CSR berakar dari etika dan prinsip-prinsip yang berlaku di Perusahaan dan dimasyarakat. Etika yang dianut merupakan bagian dari budaya (corporate culture); dan etika yang dianut masyarakat merupakan bagian dari budaya masyarakata. Prisnsip-prinsip atau azas yang berlaku di masyarakat juga termasuk berbagai peraturan dan regulasi pemerintah sebagai bagian dari sistem ketatanegaraan.

Menurut Jones (2001) seseorang atau lembaga dapat dinilai membuat keputusan atau bertindak etis bila: 1) Keputusan atau tindakan dilakukan berdasarkan nilai atau standar yang diterima dan berlaku pada lingkungan organisasi yang bersangkutan. 2) Bersedia mengkomunikasikan keputusan tersebut kepada seluruh pihak yang terkait. 3) Yakin orang lain akan setuju dengan keputusan tersebut atau keputusan tersebut mungkin diterima dengan alasan etis.

Suatu perusahaan seharusnya tidak hanya mengeruk keuntungan sebanyak mungkin, tetapi juga mempunyai etika dalam bertindak menggunakan sumberdaya manusia dan lingkungan guna turut mewujudkan pembangunan berkelanjutan. Pengukuran kinerja yang semata dicermati dari komponen keuangan dan keuntungan (finance) tidak akan mampu membesarkan dan melestarikan , karena seringkali berhadapan dengan konflik pekerja, konflik dengan masyarakat sekitar dan semakin jauh dari prinsip pengelolaan lingkungan dengan prinsip pembangunan berkelanjutan.
# # #
**Rumusan Soal 1**
Ekstrak setiap baris data yang memuat kata "water". Perhatikan bahwa huruf besar dan huruf kecil dibedakan.
Kutipan ini tidak berkaitan dengan baris data yang menyertainya.

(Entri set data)
# # #
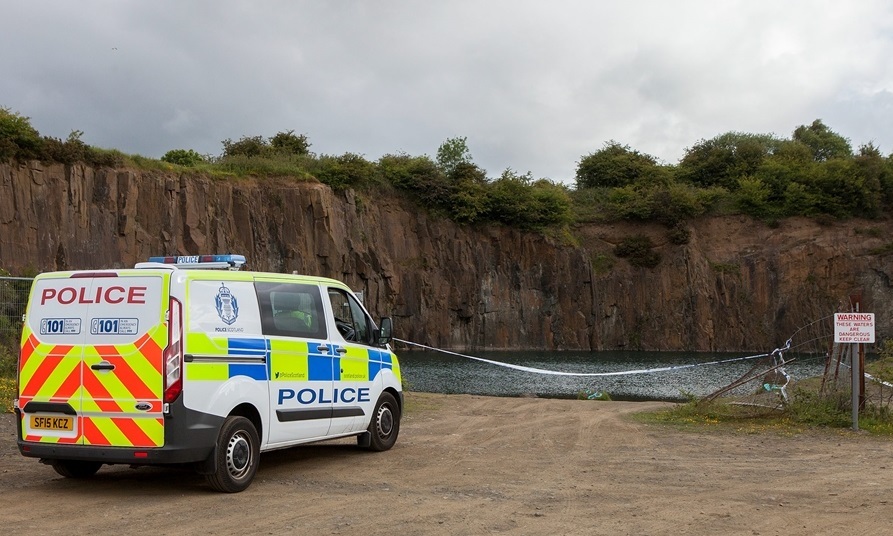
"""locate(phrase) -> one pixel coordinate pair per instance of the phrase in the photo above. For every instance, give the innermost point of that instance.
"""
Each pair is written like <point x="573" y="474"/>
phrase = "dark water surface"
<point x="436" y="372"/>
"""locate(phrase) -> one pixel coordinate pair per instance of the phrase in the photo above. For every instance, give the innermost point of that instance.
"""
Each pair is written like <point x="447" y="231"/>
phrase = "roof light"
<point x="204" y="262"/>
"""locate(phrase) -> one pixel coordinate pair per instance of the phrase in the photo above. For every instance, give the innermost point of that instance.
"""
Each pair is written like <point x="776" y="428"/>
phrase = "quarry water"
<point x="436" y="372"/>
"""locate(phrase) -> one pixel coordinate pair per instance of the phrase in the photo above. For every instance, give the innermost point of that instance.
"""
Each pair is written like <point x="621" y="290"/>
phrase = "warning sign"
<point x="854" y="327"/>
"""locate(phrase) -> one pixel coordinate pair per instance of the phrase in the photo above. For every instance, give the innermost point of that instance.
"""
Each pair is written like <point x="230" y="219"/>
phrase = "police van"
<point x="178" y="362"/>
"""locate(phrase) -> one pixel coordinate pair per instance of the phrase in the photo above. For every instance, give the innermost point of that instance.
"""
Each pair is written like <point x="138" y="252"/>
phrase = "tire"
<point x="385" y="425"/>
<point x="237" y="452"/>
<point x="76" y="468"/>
# # #
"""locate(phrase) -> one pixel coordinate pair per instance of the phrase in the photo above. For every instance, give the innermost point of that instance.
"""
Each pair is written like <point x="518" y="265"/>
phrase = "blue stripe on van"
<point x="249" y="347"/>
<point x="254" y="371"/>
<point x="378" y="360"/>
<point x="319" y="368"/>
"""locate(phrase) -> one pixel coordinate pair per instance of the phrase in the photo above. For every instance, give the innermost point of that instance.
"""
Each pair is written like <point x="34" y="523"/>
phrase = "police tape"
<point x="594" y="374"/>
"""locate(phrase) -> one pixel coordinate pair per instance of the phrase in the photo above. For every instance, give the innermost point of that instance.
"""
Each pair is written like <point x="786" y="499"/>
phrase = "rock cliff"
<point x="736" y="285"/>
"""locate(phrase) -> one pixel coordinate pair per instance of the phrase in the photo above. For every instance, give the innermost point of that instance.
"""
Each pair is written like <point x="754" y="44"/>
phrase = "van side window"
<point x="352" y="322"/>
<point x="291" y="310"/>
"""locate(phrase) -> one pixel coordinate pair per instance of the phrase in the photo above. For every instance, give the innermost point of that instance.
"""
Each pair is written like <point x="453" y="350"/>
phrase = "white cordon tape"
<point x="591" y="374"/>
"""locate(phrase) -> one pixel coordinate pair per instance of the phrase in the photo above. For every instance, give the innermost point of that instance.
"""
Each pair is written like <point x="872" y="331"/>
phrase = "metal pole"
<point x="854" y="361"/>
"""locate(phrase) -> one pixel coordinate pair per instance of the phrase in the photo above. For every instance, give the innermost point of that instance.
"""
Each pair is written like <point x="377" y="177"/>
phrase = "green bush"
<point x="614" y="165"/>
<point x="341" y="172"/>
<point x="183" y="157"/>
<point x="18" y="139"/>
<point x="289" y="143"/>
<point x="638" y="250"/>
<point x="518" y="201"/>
# # #
**Rumusan Soal 2**
Jawab pertanyaan berikut berdasarkan kutipan tentang CSR.
(a) Selain etika, apa lagi yang termasuk dalam prinsip atau azas yang berlaku di masyarakat?
(b) Menurut kriteria Jones (2001), kepada siapa keputusan harus bersedia dikomunikasikan?
(c) Dalam menggunakan apa perusahaan seharusnya mempunyai etika?

**Jawaban Benar 1**
phrase = "dark water surface"
phrase = "quarry water"

**Jawaban Benar 2**
(a) Berbagai peraturan dan regulasi pemerintah, sebagai bagian dari sistem ketatanegaraan.
(b) Kepada seluruh pihak yang terkait.
(c) Sumberdaya manusia dan lingkungan.